WHAT THE EXERCISE ASKS: Scan the records for "arched". Show the matching lines.

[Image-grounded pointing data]

◆ ◆ ◆ ◆ ◆ ◆ ◆

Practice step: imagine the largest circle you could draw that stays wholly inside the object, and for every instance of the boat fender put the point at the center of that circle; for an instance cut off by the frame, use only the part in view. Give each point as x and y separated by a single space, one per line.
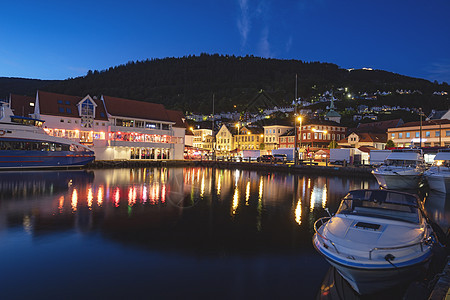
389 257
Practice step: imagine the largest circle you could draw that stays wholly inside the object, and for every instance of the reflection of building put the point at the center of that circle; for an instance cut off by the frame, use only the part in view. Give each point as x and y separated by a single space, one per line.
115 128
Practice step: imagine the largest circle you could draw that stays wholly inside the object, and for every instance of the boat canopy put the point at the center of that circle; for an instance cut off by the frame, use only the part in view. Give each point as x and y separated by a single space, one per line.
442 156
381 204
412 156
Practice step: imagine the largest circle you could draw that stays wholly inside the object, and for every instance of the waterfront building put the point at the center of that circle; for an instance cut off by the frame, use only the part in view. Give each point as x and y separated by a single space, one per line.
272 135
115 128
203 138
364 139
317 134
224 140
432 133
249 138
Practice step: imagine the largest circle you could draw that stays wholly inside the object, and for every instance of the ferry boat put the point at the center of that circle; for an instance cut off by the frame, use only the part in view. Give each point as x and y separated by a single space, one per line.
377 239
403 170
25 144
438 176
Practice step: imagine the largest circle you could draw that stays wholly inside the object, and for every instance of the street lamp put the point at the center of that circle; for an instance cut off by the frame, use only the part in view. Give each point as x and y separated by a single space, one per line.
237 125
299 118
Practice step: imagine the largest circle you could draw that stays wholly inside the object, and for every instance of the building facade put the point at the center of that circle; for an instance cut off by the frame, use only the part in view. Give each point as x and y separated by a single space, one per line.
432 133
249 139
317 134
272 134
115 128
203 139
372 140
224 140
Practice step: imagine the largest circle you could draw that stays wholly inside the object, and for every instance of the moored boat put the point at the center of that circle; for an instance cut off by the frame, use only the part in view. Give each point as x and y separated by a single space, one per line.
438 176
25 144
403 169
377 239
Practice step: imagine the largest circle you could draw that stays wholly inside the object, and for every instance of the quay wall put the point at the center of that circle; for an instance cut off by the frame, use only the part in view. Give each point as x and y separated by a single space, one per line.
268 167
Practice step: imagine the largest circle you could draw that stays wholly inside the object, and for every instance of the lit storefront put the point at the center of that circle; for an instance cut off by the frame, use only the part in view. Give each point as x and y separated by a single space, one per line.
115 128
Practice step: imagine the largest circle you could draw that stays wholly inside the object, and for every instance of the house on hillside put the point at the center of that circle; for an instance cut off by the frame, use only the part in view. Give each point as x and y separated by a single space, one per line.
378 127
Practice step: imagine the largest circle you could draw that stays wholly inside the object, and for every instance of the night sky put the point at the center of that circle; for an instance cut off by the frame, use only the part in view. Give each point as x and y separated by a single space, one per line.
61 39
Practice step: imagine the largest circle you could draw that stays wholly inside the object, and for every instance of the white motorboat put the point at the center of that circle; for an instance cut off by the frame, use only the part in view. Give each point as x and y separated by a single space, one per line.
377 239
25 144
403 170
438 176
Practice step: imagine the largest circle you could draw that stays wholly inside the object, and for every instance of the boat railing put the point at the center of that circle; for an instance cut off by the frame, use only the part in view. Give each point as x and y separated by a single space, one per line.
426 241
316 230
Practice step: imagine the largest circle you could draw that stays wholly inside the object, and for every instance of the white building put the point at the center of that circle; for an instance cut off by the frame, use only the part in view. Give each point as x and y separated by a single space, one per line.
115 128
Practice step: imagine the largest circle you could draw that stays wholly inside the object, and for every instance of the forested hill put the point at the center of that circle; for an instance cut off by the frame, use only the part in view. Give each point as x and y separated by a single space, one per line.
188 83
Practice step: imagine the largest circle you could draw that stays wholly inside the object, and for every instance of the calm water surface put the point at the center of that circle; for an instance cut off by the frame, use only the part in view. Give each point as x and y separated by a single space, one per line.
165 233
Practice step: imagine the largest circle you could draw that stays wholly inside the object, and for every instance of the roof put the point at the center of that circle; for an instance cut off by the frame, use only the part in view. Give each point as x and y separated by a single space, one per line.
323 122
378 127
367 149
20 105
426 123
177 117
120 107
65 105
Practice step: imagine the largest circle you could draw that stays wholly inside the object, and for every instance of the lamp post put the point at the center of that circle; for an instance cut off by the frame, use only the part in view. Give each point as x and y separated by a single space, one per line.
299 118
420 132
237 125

◆ ◆ ◆ ◆ ◆ ◆ ◆

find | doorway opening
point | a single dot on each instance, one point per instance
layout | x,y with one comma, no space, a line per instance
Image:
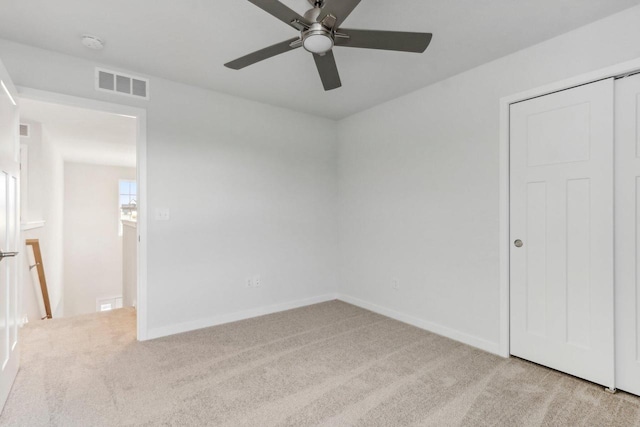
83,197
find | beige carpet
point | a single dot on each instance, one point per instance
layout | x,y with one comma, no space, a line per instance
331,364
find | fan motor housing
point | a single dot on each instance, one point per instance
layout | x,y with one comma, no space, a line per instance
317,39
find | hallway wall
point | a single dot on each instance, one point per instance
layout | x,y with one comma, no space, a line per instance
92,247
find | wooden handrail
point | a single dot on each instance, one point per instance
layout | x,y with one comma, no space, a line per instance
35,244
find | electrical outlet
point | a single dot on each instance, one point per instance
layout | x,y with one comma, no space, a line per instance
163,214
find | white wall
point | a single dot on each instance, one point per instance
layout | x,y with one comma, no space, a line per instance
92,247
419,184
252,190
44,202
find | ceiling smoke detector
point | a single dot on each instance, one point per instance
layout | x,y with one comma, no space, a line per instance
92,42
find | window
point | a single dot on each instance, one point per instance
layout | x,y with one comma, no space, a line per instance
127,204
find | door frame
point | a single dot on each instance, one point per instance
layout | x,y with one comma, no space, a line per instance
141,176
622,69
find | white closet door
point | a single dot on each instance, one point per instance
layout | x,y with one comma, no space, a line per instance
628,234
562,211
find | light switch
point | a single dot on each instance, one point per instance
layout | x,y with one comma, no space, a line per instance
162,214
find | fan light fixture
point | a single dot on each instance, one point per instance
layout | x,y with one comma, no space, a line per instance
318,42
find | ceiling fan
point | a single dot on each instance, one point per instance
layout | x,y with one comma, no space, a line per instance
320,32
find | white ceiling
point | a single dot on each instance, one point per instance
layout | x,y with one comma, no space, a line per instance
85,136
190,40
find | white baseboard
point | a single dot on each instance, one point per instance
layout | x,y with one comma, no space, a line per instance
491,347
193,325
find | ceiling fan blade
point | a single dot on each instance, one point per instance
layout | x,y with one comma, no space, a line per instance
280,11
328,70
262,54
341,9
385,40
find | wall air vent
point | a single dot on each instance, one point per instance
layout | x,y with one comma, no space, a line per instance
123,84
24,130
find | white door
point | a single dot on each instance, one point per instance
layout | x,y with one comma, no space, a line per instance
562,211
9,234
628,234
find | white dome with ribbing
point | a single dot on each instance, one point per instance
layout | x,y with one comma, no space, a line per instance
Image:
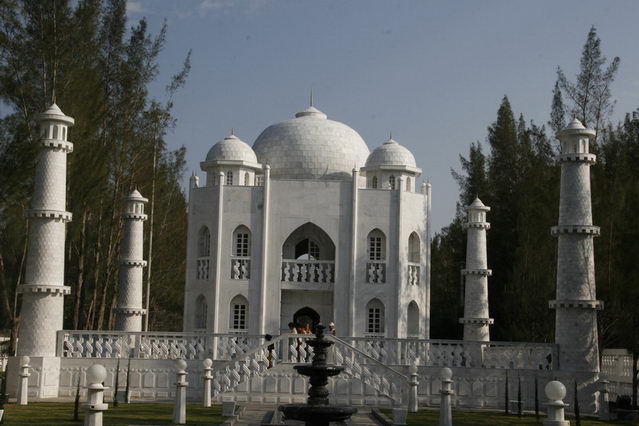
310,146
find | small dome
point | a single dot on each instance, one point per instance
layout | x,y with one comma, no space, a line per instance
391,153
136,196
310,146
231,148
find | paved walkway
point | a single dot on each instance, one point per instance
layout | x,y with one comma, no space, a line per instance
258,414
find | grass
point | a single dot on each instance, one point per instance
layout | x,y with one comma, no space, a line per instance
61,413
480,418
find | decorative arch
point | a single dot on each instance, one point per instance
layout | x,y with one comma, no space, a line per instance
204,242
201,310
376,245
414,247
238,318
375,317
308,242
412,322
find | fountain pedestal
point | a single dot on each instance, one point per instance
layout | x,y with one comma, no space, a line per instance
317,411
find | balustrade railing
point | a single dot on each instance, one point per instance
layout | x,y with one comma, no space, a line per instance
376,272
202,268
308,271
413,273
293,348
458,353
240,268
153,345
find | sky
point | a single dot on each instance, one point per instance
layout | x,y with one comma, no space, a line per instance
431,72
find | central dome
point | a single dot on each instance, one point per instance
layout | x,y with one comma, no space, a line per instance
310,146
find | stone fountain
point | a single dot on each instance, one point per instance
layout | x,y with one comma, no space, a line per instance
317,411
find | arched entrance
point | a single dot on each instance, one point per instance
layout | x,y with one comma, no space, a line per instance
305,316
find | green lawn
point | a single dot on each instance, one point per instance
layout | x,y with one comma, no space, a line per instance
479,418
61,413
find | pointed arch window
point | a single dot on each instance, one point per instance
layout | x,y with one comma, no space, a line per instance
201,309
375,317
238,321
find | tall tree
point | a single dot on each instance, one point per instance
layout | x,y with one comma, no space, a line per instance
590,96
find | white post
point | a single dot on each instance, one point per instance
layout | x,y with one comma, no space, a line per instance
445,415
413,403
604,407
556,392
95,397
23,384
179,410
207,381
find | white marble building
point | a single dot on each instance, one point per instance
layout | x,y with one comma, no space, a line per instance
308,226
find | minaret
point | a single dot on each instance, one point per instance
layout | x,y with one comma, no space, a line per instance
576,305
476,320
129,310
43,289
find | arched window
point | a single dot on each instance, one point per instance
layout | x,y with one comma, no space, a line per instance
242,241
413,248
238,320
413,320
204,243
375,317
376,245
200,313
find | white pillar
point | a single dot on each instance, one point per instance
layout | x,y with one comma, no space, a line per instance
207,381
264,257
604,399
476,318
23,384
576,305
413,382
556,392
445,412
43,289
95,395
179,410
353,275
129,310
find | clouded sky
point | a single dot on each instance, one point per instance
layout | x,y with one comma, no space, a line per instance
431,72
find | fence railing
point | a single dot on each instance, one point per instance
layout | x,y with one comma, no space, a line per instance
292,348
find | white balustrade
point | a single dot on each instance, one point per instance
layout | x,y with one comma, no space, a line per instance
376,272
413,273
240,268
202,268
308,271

◆ ◆ ◆ ◆ ◆ ◆ ◆

TASK RESPONSE:
find | arched entrance
find | arched window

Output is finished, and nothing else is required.